◆ PASSAGE GIVEN:
◆ ◆ ◆ ◆ ◆

Quick and Dirty Serverless Integer Programming

We all know that Python has risen above its humble beginnings such that it now powers billion dollar companies. Let’s not forget Python’s roots, though! It’s still an excellent language for running quick and dirty scripts that automate some task. While this works fine for automating my own tasks because I know how to navigate the command line, it’s a bit much to ask a layperson to somehow install python and dependencies, open Terminal on a Mac (god help you if they have a Windows computer), type a random string of characters, and hit enter. Ideally, you would give the layperson a button, they hit it, and they get their result.

I recently deployed a solution which allowed me to do just this. Even better - it was all free! In this post, I’ll talk about how I used Google Sheets as my input form, datasheets to convert Google Sheets to pandas, Zappa for deploying a serverless Flask app, and PuLP for solving a quick integer programming problem to make a simple and free ad hoc optimization service.

◆ ◆ ◆ ◆ ◆

◆ YOUR TASKS:
[A] Copy the stretch from "I recently deployed" through "hoc optimization service." in the post on serverless integer programming.
[B] Write what comes next in the post on serverless integer programming, starting after its final sentence.

◆ DATA SUPPLIED:
◆ ◆ ◆ ◆ ◆

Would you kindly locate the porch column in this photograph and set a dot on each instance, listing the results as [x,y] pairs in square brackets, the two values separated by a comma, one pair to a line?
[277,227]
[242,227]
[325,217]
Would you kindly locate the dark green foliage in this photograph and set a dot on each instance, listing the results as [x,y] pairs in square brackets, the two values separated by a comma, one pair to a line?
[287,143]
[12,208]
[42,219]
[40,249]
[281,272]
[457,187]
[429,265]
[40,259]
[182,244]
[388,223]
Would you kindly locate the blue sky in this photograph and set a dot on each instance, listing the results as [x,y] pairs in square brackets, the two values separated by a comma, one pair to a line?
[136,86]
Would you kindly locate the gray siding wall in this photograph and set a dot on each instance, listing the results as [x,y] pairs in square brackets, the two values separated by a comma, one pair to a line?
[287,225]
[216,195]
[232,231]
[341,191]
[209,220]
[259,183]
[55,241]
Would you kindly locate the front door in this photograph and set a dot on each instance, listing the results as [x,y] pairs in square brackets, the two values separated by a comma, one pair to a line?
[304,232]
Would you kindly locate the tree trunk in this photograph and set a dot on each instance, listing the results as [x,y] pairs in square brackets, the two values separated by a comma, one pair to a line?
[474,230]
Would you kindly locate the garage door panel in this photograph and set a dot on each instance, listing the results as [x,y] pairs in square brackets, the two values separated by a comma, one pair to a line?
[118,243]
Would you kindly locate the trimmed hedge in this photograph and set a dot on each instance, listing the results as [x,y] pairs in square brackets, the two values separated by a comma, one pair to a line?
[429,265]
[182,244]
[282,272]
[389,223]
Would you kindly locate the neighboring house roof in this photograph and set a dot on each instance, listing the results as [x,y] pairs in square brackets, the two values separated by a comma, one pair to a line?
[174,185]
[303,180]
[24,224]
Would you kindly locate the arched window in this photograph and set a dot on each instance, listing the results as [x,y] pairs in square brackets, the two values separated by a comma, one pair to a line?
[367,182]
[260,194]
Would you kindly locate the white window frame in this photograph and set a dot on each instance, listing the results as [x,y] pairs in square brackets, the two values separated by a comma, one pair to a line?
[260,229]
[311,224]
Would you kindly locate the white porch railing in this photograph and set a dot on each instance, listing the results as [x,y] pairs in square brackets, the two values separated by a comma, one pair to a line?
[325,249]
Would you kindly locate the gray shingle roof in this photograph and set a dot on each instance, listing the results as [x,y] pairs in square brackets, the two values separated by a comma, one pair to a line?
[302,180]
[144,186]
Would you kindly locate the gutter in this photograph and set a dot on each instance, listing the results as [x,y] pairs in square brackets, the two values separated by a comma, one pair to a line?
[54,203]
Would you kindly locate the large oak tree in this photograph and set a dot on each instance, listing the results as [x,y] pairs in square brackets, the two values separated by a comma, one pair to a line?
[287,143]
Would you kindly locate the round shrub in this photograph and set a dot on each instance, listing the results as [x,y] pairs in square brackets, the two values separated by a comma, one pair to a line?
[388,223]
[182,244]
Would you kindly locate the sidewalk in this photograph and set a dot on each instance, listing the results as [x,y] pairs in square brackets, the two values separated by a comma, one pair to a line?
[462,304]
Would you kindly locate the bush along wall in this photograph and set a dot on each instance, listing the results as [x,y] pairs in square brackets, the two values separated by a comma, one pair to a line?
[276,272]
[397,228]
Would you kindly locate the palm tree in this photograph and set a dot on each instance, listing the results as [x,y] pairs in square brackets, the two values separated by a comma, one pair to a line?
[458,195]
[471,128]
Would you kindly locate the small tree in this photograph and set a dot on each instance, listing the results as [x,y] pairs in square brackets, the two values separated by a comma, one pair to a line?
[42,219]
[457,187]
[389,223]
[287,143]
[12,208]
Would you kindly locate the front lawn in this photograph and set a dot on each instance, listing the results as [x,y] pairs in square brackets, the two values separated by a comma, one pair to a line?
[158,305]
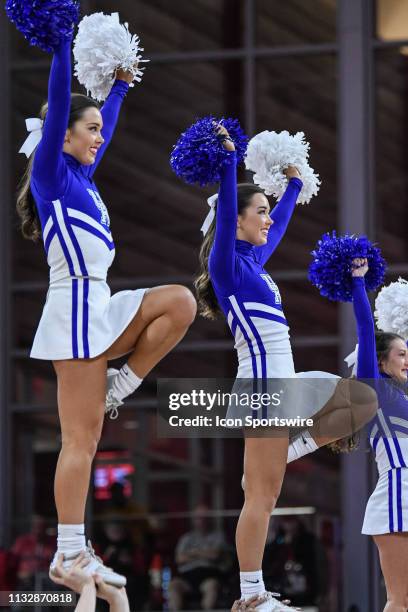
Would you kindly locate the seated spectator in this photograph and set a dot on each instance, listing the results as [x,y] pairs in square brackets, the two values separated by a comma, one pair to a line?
[32,554]
[198,554]
[119,552]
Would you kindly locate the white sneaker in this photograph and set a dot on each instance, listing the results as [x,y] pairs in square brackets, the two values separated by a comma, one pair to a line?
[95,566]
[112,403]
[271,604]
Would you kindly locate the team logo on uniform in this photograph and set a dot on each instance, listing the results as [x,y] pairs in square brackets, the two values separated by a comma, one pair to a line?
[273,287]
[101,206]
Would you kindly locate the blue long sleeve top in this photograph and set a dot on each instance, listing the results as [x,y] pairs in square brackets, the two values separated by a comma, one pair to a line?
[389,429]
[246,293]
[74,219]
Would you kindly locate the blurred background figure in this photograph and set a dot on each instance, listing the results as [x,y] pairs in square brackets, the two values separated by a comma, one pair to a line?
[295,562]
[32,554]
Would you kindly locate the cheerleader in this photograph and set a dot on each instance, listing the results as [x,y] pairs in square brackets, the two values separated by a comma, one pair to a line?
[383,360]
[232,277]
[82,326]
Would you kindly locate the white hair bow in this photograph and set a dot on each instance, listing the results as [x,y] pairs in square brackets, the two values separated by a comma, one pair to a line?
[209,218]
[34,127]
[351,360]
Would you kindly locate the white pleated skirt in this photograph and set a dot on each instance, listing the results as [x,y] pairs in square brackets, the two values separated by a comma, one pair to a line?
[81,319]
[293,395]
[387,507]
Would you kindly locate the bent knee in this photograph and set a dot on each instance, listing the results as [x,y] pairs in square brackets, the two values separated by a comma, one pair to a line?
[81,443]
[184,306]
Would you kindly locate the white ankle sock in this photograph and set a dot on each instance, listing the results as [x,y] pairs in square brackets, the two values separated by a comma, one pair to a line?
[125,382]
[301,446]
[251,584]
[71,539]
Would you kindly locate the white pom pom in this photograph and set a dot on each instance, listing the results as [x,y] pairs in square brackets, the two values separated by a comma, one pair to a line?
[269,153]
[391,308]
[101,46]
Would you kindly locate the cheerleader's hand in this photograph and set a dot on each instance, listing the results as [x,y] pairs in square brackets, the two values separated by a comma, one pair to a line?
[225,138]
[291,172]
[359,267]
[125,75]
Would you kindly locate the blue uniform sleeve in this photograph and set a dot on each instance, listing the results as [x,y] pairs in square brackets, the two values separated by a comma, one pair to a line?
[223,265]
[281,215]
[110,115]
[367,366]
[49,167]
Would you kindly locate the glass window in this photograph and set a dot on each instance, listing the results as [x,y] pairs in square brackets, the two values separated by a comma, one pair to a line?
[295,23]
[168,27]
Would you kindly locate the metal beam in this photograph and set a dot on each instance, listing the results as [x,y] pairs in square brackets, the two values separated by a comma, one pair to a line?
[356,212]
[207,56]
[5,253]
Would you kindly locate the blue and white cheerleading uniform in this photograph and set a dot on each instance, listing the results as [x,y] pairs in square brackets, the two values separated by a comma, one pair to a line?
[252,305]
[80,318]
[387,508]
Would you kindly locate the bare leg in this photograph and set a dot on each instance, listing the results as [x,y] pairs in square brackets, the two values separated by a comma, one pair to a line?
[264,469]
[160,323]
[81,404]
[393,550]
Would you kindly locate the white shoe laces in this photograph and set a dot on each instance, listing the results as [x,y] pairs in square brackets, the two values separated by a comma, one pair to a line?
[268,596]
[91,552]
[112,404]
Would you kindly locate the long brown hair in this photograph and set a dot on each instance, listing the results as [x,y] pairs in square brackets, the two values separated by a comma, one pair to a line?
[206,298]
[383,345]
[26,208]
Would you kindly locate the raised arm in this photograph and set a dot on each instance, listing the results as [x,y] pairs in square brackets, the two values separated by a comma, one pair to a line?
[281,215]
[223,261]
[367,366]
[49,168]
[110,114]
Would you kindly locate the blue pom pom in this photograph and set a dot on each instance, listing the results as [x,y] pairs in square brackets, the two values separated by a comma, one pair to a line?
[44,23]
[198,156]
[330,270]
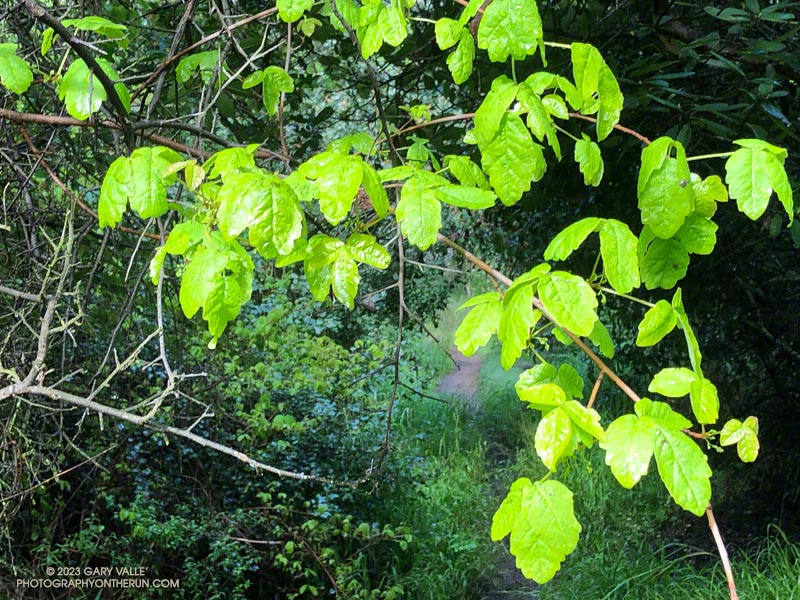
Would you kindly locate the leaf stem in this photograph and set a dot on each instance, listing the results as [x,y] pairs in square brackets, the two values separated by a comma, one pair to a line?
[559,45]
[612,291]
[705,156]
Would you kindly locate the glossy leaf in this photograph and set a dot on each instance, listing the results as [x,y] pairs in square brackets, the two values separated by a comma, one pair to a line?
[664,264]
[375,190]
[744,435]
[673,382]
[511,28]
[515,325]
[657,323]
[590,161]
[276,81]
[698,234]
[570,301]
[480,324]
[620,257]
[338,178]
[540,518]
[597,86]
[705,401]
[753,172]
[419,212]
[490,113]
[629,446]
[461,60]
[684,469]
[570,239]
[291,10]
[553,437]
[204,63]
[465,197]
[137,180]
[15,74]
[512,160]
[664,189]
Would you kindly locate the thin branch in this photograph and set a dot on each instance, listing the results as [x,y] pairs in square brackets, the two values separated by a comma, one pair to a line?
[39,12]
[723,552]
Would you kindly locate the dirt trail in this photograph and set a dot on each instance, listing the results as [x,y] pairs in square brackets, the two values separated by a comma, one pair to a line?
[463,379]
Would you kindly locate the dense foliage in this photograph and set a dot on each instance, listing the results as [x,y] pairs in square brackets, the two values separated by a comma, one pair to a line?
[265,169]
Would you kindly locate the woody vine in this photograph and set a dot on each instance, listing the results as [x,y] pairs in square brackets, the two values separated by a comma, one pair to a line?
[226,205]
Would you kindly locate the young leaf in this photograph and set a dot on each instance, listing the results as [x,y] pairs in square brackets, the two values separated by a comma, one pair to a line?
[698,234]
[466,171]
[744,435]
[512,160]
[598,88]
[511,27]
[602,339]
[204,63]
[684,469]
[753,172]
[291,10]
[465,197]
[515,325]
[570,239]
[490,113]
[139,180]
[366,249]
[629,446]
[15,74]
[570,301]
[541,520]
[657,323]
[590,161]
[462,58]
[276,81]
[585,419]
[374,188]
[553,437]
[673,382]
[620,257]
[480,324]
[664,264]
[338,178]
[664,188]
[705,401]
[419,212]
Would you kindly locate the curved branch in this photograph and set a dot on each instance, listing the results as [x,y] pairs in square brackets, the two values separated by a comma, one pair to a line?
[39,12]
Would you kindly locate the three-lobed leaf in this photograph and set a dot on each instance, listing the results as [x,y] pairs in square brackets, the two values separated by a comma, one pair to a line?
[15,73]
[540,518]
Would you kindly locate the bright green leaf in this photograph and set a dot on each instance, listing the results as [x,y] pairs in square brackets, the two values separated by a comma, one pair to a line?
[511,27]
[705,401]
[629,446]
[553,437]
[570,239]
[673,382]
[590,161]
[15,73]
[541,520]
[515,325]
[664,189]
[465,197]
[664,264]
[512,160]
[570,301]
[480,324]
[490,113]
[291,10]
[657,323]
[620,257]
[684,469]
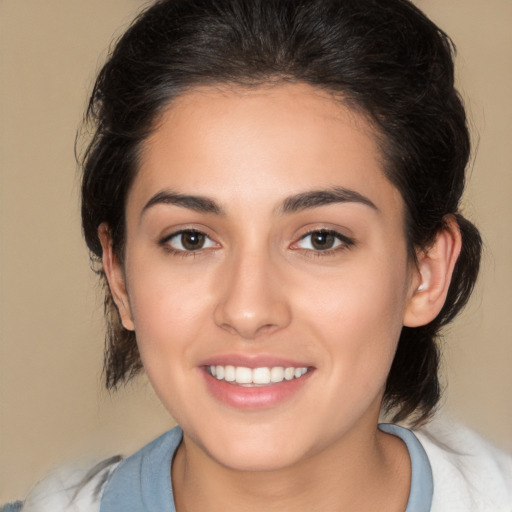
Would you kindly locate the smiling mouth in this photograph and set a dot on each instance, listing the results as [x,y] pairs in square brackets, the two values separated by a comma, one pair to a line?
[252,377]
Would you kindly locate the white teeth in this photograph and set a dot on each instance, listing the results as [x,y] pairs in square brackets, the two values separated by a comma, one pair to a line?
[277,374]
[229,373]
[258,376]
[243,375]
[289,373]
[261,376]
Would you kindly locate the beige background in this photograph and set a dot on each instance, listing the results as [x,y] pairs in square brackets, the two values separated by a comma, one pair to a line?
[53,408]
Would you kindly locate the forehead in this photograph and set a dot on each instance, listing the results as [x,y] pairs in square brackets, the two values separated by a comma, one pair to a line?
[261,144]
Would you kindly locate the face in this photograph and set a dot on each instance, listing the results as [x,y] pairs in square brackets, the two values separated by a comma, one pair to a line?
[266,272]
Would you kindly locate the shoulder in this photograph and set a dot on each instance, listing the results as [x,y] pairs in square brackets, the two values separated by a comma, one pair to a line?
[470,474]
[69,489]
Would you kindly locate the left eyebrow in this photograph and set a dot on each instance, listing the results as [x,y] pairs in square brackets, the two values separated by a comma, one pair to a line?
[197,203]
[316,198]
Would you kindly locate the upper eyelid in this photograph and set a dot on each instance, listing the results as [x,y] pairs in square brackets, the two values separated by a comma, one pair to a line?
[345,238]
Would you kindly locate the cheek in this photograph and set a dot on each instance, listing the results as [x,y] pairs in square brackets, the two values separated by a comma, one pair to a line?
[359,315]
[168,307]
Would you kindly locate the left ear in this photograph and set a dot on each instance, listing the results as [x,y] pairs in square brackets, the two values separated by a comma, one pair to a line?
[430,284]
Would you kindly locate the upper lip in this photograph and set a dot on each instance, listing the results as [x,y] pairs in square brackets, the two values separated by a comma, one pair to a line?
[253,361]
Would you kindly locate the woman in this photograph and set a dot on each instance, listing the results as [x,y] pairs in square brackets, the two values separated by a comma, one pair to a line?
[272,194]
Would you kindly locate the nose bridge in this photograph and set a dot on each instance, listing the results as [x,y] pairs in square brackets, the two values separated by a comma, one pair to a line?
[251,302]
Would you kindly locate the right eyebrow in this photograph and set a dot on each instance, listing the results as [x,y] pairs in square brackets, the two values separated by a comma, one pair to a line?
[197,203]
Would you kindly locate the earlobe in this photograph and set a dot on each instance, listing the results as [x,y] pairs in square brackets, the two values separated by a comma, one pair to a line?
[115,277]
[434,272]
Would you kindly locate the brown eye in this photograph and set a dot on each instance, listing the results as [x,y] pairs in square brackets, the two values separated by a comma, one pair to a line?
[192,240]
[189,240]
[322,240]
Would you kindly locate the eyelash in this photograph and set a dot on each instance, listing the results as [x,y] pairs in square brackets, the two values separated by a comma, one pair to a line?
[344,243]
[165,243]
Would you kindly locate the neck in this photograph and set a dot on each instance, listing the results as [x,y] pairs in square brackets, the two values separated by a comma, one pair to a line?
[363,471]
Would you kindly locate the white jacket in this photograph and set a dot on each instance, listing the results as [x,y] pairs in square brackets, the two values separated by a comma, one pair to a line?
[470,475]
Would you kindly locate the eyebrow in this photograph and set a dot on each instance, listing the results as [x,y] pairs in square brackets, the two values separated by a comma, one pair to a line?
[295,203]
[197,203]
[316,198]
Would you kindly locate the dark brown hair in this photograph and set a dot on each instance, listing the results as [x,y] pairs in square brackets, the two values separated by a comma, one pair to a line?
[384,58]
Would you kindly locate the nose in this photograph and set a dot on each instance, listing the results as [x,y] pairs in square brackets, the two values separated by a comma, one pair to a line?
[252,301]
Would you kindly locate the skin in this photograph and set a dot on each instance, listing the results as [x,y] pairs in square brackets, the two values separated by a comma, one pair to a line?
[259,288]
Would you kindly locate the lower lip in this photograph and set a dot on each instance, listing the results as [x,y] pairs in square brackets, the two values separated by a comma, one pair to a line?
[254,398]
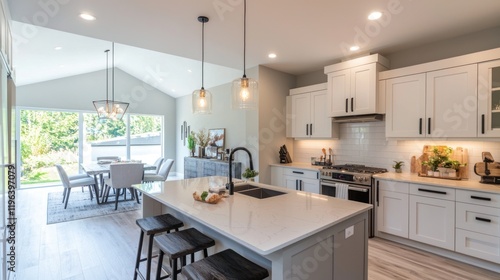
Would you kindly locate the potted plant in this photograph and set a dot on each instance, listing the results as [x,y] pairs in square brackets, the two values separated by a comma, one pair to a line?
[191,143]
[250,174]
[398,165]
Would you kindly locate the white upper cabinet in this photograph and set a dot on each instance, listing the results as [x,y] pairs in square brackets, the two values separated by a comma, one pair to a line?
[310,119]
[489,99]
[451,102]
[353,88]
[405,107]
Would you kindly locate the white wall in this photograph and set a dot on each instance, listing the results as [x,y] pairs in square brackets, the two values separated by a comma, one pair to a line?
[78,92]
[365,143]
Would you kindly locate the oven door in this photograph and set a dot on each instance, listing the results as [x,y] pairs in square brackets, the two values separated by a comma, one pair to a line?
[355,192]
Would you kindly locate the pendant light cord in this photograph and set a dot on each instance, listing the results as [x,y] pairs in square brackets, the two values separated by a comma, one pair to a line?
[244,36]
[202,53]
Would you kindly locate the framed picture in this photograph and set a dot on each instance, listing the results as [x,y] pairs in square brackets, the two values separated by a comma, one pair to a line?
[217,137]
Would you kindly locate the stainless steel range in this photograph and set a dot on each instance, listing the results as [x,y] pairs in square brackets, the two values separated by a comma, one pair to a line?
[352,182]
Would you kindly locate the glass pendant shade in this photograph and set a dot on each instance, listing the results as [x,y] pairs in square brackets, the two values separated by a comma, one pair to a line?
[245,93]
[202,101]
[110,109]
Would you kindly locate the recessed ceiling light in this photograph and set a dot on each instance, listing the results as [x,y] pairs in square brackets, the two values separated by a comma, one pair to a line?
[374,15]
[86,16]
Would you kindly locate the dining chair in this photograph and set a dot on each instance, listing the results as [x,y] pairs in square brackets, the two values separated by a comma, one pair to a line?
[162,173]
[73,181]
[157,164]
[123,176]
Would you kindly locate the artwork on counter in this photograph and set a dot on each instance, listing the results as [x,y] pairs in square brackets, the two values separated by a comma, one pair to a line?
[217,137]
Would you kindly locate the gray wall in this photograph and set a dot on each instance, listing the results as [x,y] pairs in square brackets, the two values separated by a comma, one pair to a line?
[78,92]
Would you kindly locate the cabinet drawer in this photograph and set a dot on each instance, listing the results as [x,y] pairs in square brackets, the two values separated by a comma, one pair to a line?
[478,218]
[393,186]
[478,245]
[432,191]
[301,173]
[479,198]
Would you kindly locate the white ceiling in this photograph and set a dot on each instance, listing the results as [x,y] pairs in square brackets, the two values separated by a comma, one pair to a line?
[158,41]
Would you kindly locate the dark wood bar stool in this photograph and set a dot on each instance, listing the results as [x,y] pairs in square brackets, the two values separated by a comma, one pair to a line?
[151,226]
[225,265]
[177,245]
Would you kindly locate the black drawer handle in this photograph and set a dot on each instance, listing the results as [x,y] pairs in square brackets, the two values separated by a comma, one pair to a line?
[483,219]
[480,198]
[431,191]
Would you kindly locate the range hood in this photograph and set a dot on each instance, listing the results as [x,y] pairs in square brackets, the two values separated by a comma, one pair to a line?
[359,118]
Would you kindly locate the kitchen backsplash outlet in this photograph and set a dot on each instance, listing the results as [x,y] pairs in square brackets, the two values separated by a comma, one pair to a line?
[365,143]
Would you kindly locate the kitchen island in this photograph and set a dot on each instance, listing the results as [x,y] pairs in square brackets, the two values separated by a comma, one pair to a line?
[296,235]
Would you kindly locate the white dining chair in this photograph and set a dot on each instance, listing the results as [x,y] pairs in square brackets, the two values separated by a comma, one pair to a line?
[121,177]
[74,181]
[162,173]
[157,164]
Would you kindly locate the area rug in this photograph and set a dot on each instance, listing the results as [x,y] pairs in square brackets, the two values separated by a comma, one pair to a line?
[80,207]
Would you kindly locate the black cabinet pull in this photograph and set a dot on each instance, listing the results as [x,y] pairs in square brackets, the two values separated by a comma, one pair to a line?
[431,191]
[480,198]
[483,219]
[482,124]
[429,126]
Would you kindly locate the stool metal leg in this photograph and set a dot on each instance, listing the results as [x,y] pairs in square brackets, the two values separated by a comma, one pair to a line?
[138,260]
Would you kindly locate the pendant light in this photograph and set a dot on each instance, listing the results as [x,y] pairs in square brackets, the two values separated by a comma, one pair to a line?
[245,90]
[202,98]
[110,109]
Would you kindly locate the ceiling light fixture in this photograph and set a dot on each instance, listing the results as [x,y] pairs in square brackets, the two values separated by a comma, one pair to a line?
[86,16]
[374,15]
[202,99]
[245,90]
[110,109]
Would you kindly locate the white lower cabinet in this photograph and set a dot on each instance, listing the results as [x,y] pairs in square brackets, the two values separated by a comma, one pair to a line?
[432,215]
[478,225]
[392,207]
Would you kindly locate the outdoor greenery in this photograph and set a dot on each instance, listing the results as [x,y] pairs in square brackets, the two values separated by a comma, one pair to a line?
[52,137]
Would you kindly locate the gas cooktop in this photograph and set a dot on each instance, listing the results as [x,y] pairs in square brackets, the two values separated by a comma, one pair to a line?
[356,168]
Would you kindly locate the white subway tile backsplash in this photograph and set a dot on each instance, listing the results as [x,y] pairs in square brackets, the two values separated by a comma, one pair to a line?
[365,143]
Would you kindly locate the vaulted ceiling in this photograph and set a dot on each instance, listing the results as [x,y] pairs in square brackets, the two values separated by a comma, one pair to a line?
[160,40]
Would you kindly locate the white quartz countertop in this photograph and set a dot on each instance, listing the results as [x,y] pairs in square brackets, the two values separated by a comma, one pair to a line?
[262,225]
[457,184]
[299,165]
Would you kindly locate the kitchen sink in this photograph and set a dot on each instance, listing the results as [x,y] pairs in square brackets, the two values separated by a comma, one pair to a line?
[256,192]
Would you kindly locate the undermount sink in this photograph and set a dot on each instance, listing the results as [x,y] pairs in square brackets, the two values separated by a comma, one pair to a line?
[256,192]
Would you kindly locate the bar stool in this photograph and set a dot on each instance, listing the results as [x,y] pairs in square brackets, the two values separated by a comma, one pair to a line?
[225,265]
[151,226]
[177,245]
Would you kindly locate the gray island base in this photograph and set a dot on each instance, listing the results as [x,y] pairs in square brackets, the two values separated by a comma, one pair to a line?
[297,235]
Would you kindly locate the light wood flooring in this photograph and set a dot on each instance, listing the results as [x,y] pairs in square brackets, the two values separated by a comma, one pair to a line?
[105,247]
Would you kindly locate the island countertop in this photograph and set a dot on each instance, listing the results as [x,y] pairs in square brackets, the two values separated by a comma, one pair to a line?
[262,225]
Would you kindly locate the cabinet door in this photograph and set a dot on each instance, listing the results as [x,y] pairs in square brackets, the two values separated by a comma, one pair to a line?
[363,94]
[405,105]
[451,102]
[489,99]
[301,112]
[321,124]
[339,87]
[392,213]
[432,221]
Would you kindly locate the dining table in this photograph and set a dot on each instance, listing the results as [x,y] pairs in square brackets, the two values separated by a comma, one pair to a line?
[98,168]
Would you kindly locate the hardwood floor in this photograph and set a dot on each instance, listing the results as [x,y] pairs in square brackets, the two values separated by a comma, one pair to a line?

◆ ◆ ◆ ◆ ◆

◆ RESULTS OF THE EXERCISE:
[A]
I recently deployed a solution which allowed me to do just this. Even better - it was all free! In this post, I’ll talk about how I used Google Sheets as my input form, datasheets to convert Google Sheets to pandas, Zappa for deploying a serverless Flask app, and PuLP for solving a quick integer programming problem to make a simple and free ad hoc optimization service.

[B]
Note: all the code for this service is located on my github

FML¶

Every project should start as a problem, and mine was no different. My wife competes in fantasy movie league. This is like fantasy football for movie geeks. The rules are simple:

You are a fantasy movie theater owner. You must decide which movies to play on your 8 screens. Each movie costs a different amount to screen, and the goal is to generate the most box office revenue over the weekend given your available budget. Talking with her, I realized that, if one can do a good job predicting box office revenue for the weekend (the hard part of the problem), then deciding how many screens to play each movie becomes a simple integer programming allocation problem.

Requirements¶

Now that we have the problem, what are the requirements?

A method for inputting a bunch of data:

  1. Movie name

  2. Expected revenue

  3. Cost to screen

  4. Ability to run the allocation problem from a browser.

  5. A view of the solution

What’s the easiest input form that data scientists hate?

Excel

What’s worse than Excel?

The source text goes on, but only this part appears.